> AIM OF THE TASK:
Go line by line through the entries below and copy those containing the string "above".

+++ RECORDS FOR THE EXERCISE +++

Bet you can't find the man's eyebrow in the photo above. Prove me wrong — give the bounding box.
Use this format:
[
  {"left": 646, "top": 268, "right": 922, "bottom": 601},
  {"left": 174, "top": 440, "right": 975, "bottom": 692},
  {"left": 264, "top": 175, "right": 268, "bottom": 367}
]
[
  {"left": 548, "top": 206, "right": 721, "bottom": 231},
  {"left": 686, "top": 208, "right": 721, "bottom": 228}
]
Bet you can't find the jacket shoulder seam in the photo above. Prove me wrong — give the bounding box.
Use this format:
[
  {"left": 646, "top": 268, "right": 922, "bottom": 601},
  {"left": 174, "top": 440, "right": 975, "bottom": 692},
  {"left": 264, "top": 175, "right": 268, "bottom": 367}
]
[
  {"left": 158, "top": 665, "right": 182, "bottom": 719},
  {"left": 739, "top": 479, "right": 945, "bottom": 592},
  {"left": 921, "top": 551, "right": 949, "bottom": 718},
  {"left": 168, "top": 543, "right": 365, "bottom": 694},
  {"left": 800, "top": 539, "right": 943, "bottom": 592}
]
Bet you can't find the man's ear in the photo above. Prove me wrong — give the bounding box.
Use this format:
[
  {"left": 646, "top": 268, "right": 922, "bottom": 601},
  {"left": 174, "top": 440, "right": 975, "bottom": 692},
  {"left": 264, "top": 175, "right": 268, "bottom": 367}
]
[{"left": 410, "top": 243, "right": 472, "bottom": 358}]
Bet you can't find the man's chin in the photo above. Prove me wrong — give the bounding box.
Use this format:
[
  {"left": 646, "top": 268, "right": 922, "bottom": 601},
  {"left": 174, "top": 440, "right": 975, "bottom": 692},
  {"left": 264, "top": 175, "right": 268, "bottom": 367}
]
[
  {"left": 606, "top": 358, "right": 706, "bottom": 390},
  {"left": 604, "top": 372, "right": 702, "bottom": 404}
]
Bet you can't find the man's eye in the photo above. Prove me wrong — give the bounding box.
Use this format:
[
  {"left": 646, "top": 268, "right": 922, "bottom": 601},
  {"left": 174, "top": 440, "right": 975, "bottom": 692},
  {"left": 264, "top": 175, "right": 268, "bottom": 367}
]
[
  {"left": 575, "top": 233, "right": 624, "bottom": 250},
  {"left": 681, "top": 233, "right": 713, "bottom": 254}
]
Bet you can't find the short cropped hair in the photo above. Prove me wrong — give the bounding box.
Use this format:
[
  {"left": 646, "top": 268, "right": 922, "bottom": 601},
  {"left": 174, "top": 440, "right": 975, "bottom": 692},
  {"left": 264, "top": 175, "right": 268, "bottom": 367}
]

+++

> PROBLEM SOLUTION:
Bet you can't find the man's eyebrow in the photo above. Prove me wrong — give the bounding box.
Bet you can't find the jacket shoulder seam in the photo above. Prove me wrong — give the bounding box.
Bet you can't find the man's ear in the photo above. Prove me wrong — give the bounding box.
Bet you can't find the man's chin in the photo above. Prove me wrong — give the bounding box.
Bet you can't find the man's eye in the photo above. Prove me wrong — give the bounding box.
Bet you can't find the short cropped hair in the photo above. Prove me wrong — give the bounding box.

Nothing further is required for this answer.